→ Exercise a:
Return the lines of the records exactly as they appear, starting at the line that contains "[segment] <item>grass strip</item>" and ending at the final line of the records, both included.

→ Passage given:
** start **
Re: preservation vs. Preservation

From: C.Oppenheim <C.Oppenheim_at_LBORO.AC.UK>
Date: Fri, 3 Mar 2006 13:54:49 -0000

Preservation with a capital P is an important function for scholarly
organisations, and to promote OA whilst taking no account of the needs of
Preservation is being short-sighted. It would be so much better if OA
initiatives took Preservation issues on board from the start and did not
take the approach "don't let's worry about that because that's not the
priority for OA and it's a problem for a future generation to deal with."

I draw an analogy with power generation. Proponents of nuclear power say
"we have a looming energy crisis; nuclear power is a solution that is
available now, does not increase greenhouse gases,, and should be promoted."
When challenged about long-term storage and disposal of waste, their
attitude is "let future generations deal with that problem.". I don't find
that approach at all convincing.

Please can the long-term problems be addressed from the start?

Professor Charles Oppenheim
Department of Information Science
Loughborough University
Leics LE11 3TU

Tel 01509-223065
Fax 01509-223053
e mail
----- Original Message -----
From: "Stevan Harnad" <harnad_at_ECS.SOTON.AC.UK>
Sent: Friday, March 03, 2006 1:05 PM
Subject: preservation vs. Preservation

> This is perhaps a good juncture at which to make it explicit that there
> is "small-p preservation" and "large-P Preservation." Of course GNU
> Eprints,
> like everyone else (including ArXiv since way back in 1991) is doing
> small-p preservation, and will continue to do so: Open Access is for the
> sake of *immediate* access, today, tomorrow, and into the future -- and
> this, in turn, is for the sake of maximising immediate usage and impact,
> today, tomorrow, and into the future. Hence small-p preservation is a
> necessary means to that end.
> But big-P Preservation, in contrast, is Preservation as an end in itself:
> as the motivation for archiving in the first place; or as a pressing need
> for ephemeral or fragile "born-digital" contents; or as a responsibility
> for content-providers (journal-providers) or content-purchasers
> (subscribing libraries) or content-preservers (deposit/record libraries)
> who need to ensure the perennity of their sold/purchased product.
> So it is absurd to imagine (and for that reason needs to be stated
> explicitly, again and again, even though it is patently obvious) that
> Eprints is either oblivious to small-p preservation or that its contents
> are one bit more or less likely to vanish tomorrow than any other
> digital contents that are being conscientiously preserved and migrated and
> upgraded today, keeping up with the ongoing developments in the means
> of preservation.
> The difference between preservation and Preservation is that preservation
> is
> not an end in itself, it is a means to an end (which is immediate, ongoing
> access-provision and usage), whereas Preservation is an end in itself.
> Why is it so important to make it crystal clear that Eprints and OA are
> *not* for Preservation projects? that their primary motivation is *not*
> to ensure the longevity of digital contents (even though Eprints and OA
> *do* provide longevity, and do keep up with whatever developments occur
> in the means of long-term preservation of their contents)?
** end **
→ Exercise b:
Resume the email on preservation and Open Access from the point where it stops.

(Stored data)
** start **
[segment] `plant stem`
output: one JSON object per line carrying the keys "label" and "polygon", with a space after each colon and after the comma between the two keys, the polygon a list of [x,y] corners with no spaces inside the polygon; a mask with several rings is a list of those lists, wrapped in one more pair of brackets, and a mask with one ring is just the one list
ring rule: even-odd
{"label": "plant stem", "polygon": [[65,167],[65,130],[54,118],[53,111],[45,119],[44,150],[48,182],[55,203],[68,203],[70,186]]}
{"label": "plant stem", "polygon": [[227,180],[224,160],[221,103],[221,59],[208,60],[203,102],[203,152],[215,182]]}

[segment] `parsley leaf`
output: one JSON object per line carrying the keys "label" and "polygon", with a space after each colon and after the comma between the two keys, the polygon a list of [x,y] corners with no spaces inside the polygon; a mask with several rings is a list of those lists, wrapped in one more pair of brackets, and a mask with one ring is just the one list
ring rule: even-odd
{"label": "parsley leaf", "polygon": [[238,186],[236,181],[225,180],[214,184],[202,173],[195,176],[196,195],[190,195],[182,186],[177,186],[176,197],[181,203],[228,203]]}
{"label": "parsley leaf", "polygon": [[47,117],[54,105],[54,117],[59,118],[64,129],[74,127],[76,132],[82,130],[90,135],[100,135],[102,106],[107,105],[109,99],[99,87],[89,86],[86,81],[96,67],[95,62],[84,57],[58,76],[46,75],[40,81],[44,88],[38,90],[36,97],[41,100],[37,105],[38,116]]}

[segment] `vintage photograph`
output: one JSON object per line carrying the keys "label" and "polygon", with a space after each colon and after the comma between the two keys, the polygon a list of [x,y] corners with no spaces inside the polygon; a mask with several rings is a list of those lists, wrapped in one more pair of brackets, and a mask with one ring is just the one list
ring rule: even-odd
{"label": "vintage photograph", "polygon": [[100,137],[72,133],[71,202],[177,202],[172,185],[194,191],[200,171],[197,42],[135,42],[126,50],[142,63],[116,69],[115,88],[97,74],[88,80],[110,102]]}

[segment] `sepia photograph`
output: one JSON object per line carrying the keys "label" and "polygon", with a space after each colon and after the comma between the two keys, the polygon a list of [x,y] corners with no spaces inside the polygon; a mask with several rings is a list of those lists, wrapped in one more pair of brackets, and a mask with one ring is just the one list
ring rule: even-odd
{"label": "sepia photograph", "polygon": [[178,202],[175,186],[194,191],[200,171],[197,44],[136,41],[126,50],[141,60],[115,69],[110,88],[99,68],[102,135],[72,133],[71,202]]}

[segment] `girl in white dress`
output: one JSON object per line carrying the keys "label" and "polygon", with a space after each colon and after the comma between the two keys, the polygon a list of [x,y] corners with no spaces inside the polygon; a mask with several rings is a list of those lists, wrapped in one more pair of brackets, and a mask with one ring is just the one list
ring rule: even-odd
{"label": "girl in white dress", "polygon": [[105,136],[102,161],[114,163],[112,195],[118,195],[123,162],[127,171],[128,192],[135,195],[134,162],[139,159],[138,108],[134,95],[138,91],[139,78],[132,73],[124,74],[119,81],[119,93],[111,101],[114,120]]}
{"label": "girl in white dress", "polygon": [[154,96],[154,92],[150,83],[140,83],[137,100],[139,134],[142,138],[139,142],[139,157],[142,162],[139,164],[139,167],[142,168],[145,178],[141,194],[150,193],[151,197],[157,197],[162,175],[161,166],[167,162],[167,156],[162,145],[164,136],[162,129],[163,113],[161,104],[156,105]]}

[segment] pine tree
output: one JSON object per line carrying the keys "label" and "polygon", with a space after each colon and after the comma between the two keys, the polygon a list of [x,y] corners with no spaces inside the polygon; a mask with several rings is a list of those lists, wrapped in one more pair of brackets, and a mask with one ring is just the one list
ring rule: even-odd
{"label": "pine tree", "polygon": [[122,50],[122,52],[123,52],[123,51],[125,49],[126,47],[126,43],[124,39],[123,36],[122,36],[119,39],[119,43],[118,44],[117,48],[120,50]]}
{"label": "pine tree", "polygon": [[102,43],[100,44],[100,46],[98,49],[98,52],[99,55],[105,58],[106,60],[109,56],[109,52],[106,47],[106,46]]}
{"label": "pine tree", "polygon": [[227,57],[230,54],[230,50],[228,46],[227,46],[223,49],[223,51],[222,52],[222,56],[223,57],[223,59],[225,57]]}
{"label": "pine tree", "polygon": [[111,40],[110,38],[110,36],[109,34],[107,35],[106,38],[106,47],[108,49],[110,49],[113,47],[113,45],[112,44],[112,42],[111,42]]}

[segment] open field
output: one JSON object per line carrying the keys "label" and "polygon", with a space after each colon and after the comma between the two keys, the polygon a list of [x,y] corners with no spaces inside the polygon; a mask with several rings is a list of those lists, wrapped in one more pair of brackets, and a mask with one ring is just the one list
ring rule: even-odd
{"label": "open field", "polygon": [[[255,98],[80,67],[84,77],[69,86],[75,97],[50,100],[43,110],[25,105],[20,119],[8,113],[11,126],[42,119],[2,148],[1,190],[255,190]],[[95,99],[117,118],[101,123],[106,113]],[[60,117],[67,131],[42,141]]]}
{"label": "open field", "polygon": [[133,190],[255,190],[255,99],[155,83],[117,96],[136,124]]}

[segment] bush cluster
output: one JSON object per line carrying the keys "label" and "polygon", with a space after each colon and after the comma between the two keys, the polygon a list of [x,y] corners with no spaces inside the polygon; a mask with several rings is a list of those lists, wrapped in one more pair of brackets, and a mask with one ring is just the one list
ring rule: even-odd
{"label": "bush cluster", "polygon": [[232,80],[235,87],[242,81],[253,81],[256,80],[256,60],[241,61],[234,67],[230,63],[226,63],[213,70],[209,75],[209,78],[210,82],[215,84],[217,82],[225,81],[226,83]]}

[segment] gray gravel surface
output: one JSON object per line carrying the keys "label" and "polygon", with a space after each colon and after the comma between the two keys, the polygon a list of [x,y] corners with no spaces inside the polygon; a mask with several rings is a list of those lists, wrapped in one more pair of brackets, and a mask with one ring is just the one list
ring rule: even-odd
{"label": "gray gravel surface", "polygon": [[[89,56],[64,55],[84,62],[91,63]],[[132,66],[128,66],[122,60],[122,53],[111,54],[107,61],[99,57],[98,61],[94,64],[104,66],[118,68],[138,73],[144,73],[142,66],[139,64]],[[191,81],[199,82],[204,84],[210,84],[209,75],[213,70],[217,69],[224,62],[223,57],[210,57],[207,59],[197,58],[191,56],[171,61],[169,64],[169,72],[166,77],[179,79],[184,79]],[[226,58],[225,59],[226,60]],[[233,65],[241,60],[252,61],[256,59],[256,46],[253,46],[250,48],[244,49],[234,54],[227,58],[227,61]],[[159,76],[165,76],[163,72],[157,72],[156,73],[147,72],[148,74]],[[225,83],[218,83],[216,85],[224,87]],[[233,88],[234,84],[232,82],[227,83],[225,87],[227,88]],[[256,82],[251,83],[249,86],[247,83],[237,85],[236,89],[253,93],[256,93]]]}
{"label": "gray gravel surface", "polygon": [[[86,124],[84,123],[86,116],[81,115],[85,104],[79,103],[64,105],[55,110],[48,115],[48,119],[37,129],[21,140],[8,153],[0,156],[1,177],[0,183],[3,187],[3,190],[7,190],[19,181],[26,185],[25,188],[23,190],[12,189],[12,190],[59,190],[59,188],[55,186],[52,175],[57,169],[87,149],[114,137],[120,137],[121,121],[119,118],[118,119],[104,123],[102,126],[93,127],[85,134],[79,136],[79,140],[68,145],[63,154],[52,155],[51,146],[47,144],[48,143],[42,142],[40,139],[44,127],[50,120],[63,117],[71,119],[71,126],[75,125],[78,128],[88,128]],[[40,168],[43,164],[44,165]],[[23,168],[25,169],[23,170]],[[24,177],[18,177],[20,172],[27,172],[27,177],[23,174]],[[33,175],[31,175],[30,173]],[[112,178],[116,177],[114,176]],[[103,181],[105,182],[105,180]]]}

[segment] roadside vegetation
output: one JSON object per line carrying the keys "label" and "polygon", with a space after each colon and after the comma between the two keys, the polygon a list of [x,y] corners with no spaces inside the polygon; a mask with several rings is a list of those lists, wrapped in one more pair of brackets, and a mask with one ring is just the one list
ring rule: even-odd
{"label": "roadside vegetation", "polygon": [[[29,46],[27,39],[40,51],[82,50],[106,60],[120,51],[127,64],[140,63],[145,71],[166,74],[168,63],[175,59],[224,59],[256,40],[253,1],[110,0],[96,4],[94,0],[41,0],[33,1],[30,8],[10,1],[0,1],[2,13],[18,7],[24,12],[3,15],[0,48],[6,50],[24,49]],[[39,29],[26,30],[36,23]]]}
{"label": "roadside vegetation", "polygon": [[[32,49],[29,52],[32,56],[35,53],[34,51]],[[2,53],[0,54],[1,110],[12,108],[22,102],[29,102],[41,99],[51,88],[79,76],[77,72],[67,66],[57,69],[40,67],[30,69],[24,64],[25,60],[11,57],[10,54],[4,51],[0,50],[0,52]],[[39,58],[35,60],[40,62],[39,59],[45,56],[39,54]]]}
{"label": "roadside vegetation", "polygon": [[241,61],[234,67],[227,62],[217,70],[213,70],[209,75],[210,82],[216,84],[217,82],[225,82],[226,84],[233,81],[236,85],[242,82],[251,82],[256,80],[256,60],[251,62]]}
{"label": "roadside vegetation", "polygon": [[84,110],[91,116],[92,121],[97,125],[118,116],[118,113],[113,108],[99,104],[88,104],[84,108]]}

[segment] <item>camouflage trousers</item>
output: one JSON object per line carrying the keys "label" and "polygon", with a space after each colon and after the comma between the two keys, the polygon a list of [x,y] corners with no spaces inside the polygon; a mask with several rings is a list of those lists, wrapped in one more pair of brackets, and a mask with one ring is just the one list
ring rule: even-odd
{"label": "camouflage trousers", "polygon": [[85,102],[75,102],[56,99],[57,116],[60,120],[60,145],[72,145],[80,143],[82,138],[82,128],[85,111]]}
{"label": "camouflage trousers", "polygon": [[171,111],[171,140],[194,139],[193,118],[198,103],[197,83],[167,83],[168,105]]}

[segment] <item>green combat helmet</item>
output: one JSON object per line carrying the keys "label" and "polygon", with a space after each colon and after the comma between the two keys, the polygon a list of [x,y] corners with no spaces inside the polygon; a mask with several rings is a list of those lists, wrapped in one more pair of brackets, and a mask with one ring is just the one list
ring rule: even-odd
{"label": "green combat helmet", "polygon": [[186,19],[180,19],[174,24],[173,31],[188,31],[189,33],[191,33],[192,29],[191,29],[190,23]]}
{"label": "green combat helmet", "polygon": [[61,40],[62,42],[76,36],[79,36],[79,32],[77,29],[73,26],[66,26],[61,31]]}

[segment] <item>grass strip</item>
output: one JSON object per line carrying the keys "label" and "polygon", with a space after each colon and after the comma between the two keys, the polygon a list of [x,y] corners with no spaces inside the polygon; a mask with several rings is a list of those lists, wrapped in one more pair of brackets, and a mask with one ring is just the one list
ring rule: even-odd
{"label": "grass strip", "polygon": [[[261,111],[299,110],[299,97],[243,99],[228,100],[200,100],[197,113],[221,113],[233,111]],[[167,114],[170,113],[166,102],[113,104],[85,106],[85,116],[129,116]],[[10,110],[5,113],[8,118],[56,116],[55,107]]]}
** end **
→ Exercise output a:
[segment] <item>grass strip</item>
output: one JSON object per line carrying the keys "label" and "polygon", with a space after each colon and after the comma between the two keys, the polygon a list of [x,y] corners with no spaces inside the polygon; a mask with several rings is a list of those lists, wrapped in one more pair of brackets, and a mask with one ring is just the one list
ring rule: even-odd
{"label": "grass strip", "polygon": [[[261,111],[299,110],[299,97],[243,99],[228,100],[200,100],[197,113],[221,113],[233,111]],[[167,114],[170,113],[166,102],[113,104],[85,106],[85,116],[129,116]],[[10,110],[5,113],[8,118],[56,116],[55,107]]]}

→ Exercise output b:
> Because OA's target contents are 85% missing! The pressing problem of
> absent content cannot be its Preservation! Eighty-five percent of the 2.5
> million articles published annually in the world's 24,000 journals are
> not being self-archived today (and, a fortiori, were not self-archived
> yesterday, or the month/year/decade before). What has been -- and
> continues to be -- lost, as a consequence of this, is not the contents
> in question (for they are being Preserved in their proprietary-product
> version, by their producers [publishers] along with their purchasers
> [libraries]).
> What has been (and continues to be) lost for the 85% of annual OA target
> content that has not been (and is not being) self-archived, is *access*,
> *usage*, and *impact*. That is the true motivation for Eprints and OA
> self-archiving. And (listen carefully, because this is the gist of it!):
> that content will *never* be self-archived by its authors for the sake
> of Preservation, because it *need not be*: its Preservation is already
> in other hands than its authors (or its authors' institutions), as it
> always was, and for the foreseeable future will continue to be. The
> mission of authors and their institutions was not, is not, and should
> not have to be the Preservation of their own published journal article
> output [but see Note below**].
> Nor, by the same token, is it the mission or motivation of authors'
> institutions to create Institutional Repositories (IRs) for the
> Preservation of their own published journal article output. If there is
> no better reason for creating OA IRs today than the Preservation of one's
> own journal article output, then there is no reason for institutions to
> create OA IRs today, and no reason for their authors to self-archive. This
> is a logical, empirical and practical fact, stated (recall, again) at a
> historical moment when 85% of OA target content is still missing, even
> though it is overdue, even though its self-archiving has been feasible
> for years, and even though its continuing absence entails that 85%
> of maximised research usage and impact (i.e., impact from usage by all
> would-be users rather than only those whose institutions can afford
> journal
> access) continues to be lost.
> To wrongly identify the mission or motivation of Eprints or OA
> self-archiving
> with the need to Preserve digital contents is to provide yet another
> (strong)
> reason for authors *not* to self-archive. Because Preservation is simply
> no
> reason at all (for OA self-archiving).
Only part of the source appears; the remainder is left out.